• Given task:
Report every line of the records that contains the word "jeans", treating uppercase and lowercase letters as different.

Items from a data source
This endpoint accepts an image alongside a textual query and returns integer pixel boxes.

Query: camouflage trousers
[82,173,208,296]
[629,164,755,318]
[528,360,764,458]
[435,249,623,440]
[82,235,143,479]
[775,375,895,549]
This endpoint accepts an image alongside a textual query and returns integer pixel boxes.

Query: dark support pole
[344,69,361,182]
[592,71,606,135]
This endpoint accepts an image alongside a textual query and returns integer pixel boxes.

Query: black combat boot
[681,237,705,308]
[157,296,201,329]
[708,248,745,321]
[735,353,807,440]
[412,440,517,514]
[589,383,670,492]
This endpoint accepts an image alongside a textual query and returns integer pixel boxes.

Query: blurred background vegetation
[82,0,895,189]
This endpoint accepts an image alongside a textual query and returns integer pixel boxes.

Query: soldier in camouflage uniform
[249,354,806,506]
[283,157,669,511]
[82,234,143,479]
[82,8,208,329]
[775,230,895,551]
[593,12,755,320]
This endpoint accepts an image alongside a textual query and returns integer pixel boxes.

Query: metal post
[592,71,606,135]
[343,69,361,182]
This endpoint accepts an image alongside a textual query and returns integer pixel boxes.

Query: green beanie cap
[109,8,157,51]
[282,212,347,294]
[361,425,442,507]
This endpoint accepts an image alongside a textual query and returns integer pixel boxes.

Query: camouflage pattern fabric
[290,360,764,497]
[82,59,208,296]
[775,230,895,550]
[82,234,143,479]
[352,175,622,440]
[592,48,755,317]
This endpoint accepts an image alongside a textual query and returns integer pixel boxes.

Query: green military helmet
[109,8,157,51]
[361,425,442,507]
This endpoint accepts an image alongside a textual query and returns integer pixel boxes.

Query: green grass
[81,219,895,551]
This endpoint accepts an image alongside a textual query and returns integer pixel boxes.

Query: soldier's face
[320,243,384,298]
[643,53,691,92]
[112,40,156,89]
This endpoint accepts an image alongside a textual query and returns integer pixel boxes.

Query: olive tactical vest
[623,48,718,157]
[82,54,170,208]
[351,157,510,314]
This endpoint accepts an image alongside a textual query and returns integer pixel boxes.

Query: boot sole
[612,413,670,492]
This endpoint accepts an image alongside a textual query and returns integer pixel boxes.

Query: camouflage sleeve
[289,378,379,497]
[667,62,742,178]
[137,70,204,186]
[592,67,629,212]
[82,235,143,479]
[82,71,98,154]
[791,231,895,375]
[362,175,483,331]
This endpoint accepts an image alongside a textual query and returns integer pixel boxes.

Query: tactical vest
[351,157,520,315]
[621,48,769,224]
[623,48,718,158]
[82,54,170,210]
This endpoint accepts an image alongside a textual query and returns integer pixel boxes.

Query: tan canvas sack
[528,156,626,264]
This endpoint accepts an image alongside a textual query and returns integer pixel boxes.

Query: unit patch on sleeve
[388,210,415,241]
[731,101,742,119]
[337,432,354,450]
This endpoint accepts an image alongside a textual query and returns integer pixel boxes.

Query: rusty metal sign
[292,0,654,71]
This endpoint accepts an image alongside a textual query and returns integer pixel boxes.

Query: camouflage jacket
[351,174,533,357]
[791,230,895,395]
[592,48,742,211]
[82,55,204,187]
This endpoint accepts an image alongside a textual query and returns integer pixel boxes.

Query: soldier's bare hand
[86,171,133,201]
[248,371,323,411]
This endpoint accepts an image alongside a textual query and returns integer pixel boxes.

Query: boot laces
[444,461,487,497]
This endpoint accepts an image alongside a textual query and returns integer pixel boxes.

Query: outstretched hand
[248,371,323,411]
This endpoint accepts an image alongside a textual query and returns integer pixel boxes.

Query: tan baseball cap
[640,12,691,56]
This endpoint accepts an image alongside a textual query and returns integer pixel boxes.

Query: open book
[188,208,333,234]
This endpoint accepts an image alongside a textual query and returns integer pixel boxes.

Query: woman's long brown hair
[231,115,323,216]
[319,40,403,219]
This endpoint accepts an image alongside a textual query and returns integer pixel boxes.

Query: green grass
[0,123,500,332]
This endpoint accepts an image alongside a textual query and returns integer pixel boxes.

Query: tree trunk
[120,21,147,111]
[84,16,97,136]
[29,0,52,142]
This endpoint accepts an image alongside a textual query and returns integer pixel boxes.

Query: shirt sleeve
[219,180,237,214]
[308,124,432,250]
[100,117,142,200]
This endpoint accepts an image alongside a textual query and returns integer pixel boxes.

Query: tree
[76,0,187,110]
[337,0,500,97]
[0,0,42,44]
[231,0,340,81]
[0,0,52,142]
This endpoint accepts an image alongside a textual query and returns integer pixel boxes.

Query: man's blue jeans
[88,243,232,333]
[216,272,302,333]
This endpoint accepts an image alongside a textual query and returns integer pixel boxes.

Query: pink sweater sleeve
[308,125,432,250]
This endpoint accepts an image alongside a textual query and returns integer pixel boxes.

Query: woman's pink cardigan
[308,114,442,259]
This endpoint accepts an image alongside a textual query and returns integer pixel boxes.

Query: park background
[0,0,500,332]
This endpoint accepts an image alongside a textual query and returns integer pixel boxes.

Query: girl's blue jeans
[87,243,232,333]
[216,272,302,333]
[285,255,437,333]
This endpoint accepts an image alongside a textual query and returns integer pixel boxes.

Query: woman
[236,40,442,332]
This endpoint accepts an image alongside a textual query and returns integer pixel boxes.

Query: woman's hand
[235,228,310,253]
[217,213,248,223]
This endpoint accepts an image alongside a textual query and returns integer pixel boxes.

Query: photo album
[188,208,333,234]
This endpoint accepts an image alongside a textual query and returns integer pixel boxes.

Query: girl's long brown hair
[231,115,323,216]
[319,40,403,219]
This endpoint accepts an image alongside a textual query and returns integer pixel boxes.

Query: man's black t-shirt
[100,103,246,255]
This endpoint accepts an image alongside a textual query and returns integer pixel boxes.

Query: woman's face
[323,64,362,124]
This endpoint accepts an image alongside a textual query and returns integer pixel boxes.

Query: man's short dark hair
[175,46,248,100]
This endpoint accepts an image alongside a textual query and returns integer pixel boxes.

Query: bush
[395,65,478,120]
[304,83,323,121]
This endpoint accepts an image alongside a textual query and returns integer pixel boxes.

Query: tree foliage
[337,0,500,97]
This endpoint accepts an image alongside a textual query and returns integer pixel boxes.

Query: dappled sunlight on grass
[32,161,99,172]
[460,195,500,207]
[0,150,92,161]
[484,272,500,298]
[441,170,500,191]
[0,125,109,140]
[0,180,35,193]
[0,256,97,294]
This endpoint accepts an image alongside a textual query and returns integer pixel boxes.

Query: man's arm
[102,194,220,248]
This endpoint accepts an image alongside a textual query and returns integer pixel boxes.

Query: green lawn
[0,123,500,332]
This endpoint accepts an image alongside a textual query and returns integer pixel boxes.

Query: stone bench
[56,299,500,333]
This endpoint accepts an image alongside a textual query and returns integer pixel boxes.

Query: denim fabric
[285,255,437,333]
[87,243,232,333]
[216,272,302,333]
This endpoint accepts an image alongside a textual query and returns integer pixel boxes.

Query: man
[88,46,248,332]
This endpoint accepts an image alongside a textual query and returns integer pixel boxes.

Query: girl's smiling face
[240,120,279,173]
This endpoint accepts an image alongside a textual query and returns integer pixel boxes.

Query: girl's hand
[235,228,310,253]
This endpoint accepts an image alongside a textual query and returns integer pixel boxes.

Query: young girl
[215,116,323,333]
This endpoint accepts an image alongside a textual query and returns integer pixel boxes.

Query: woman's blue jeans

• Answer to this exercise:
Query: man's blue jeans
Query: girl's blue jeans
Query: woman's blue jeans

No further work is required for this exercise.